• _WHAT YOU NEED TO DO_
1 > In the drilling apparatus text below, what condition on the ratio leads to identifying a ballooning event?
2 > In the drilling apparatus text below, rewrite as a bulleted list the paragraph that begins "The apparatus of any prior embodiment, wherein the processor is configured", keeping its main facts.
3 > Carry on the drilling apparatus text below from its final sentence.

The apparatus of any prior embodiment, wherein performing the one or more aspects includes evaluating parameters of the drilling operation during drilling, the parameters including at least one of the size and type of materials circulated into the borehole, evaluating productive zones in the formation during drilling, and monitoring borehole integrity during drilling.


Embodiment 6

The apparatus of any prior embodiment, wherein performing the one or more aspects includes at least one of monitoring and adjusting managed pressure drilling (MPD) parameters during the drilling operation.


Embodiment 7

The apparatus of any prior embodiment, wherein the processor is configured to receive one or more return flow parameter values for each of a plurality of periods of time and estimate a return flow parameter magnitude for each period of time, each period of time associated with a different borehole depth interval, and analyzing includes comparing a magnitude of the one or more return flow parameter values for the period of time to the return flow parameter magnitude associated with one or more other periods of time.


Embodiment 8

The apparatus of any prior embodiment, wherein analyzing includes estimating a ratio of the magnitude of the one or more return flow parameter values to the return flow parameter magnitude, and identifying the ballooning event based on the ratio being equal to or greater than a selected threshold.


Embodiment 9

The apparatus of any prior embodiment, wherein analyzing includes estimating at least one of a size and an extent of the one or more fractures based on the ratio.

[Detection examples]
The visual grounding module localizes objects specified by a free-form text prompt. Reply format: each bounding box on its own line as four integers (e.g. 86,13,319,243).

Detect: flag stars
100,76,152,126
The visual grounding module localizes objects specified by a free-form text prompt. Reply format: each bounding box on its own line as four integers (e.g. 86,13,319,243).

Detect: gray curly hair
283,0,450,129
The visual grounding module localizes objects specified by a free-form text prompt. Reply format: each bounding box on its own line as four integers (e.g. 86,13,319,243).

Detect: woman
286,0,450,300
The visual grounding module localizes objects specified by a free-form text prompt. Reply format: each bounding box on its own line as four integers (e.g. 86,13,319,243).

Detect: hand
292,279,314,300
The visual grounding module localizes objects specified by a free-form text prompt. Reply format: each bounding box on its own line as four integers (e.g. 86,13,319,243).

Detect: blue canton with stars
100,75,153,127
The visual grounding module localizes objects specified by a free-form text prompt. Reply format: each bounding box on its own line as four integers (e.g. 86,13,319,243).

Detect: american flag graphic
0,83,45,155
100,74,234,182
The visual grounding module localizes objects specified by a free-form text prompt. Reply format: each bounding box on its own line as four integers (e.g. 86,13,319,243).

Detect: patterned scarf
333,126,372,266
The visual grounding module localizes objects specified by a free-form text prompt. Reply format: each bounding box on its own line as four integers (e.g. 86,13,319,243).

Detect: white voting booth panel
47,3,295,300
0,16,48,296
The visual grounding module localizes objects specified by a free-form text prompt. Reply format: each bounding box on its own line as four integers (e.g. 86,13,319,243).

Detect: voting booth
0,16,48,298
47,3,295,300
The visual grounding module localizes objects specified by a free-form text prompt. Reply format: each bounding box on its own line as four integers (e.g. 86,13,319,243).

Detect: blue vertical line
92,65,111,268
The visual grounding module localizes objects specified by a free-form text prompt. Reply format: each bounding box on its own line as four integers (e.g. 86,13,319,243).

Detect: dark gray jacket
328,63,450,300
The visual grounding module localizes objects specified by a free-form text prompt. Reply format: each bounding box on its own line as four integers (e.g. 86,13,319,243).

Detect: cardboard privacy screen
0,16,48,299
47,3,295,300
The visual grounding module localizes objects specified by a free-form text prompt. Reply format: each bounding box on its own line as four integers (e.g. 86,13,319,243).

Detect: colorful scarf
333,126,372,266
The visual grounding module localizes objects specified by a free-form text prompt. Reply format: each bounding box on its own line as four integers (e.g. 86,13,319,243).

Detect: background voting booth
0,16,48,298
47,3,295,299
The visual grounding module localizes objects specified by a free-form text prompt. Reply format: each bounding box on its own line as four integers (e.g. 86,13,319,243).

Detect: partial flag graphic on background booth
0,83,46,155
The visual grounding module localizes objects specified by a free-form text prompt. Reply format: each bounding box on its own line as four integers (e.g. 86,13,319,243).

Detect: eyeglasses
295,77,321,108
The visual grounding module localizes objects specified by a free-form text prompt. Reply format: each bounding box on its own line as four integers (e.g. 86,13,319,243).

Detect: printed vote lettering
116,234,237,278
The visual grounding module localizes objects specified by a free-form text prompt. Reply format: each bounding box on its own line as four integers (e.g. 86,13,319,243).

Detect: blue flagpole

• _ANSWERS PROVIDED_
1 > The ratio must be equal to or greater than a selected threshold.

2 >
- The processor receives one or more return flow parameter values for each of multiple periods of time.
- It estimates a return flow parameter magnitude for each period.
- Each period is associated with a different borehole depth interval.
- Analysis compares the magnitude of a period's return flow parameter values with the return flow parameter magnitude of one or more other periods.

3 >
Embodiment 10

The apparatus of any prior embodiment, wherein analyzing includes generating a composite return flow parameter including a plurality of different return flow parameters, and identifying the ballooning event based on the composite return flow parameter.


Embodiment 11

A method of estimating properties of an earth formation, the method comprising: deploying a carrier in a borehole in the earth formation, and performing a drilling operation that includes injection of fluid into a borehole; measuring at least one return flow parameter of a return fluid at a surface location for a period of time after injection of fluid is stopped, the return fluid returning to the surface location from the borehole; receiving one or more return flow parameter values at a processor, and analyzing the one or more return flow parameter values to identify a ballooning event; in response to identifying the ballooning event, estimating at least one of a location and a property of one or more fractures in the formation; and performing one or more aspects of at least one of the drilling operation and a subsequent operation based on at least one of the location and the property of one or more fractures.


Embodiment 12

The method of any prior embodiment, wherein the at least one return flow parameter includes at least one of a flow rate, a return flow volume and a volume of fluid in a fluid source.


Embodiment 13

The method of any prior embodiment, wherein analyzing includes comparing a magnitude of the one or more return flow parameter values to a selected threshold, and identifying the ballooning event based on the magnitude being equal to or greater than the selected threshold.


Embodiment 14

The method of any prior embodiment, further comprising estimating at least one of a size and an extent of the one or more fractures based on the magnitude of the one or more return flow parameters.


Embodiment 15

The method of any prior embodiment, wherein analyzing includes determining a pattern of the one or more return flow parameter values, and comparing the pattern to a selected pattern associated with the ballooning event.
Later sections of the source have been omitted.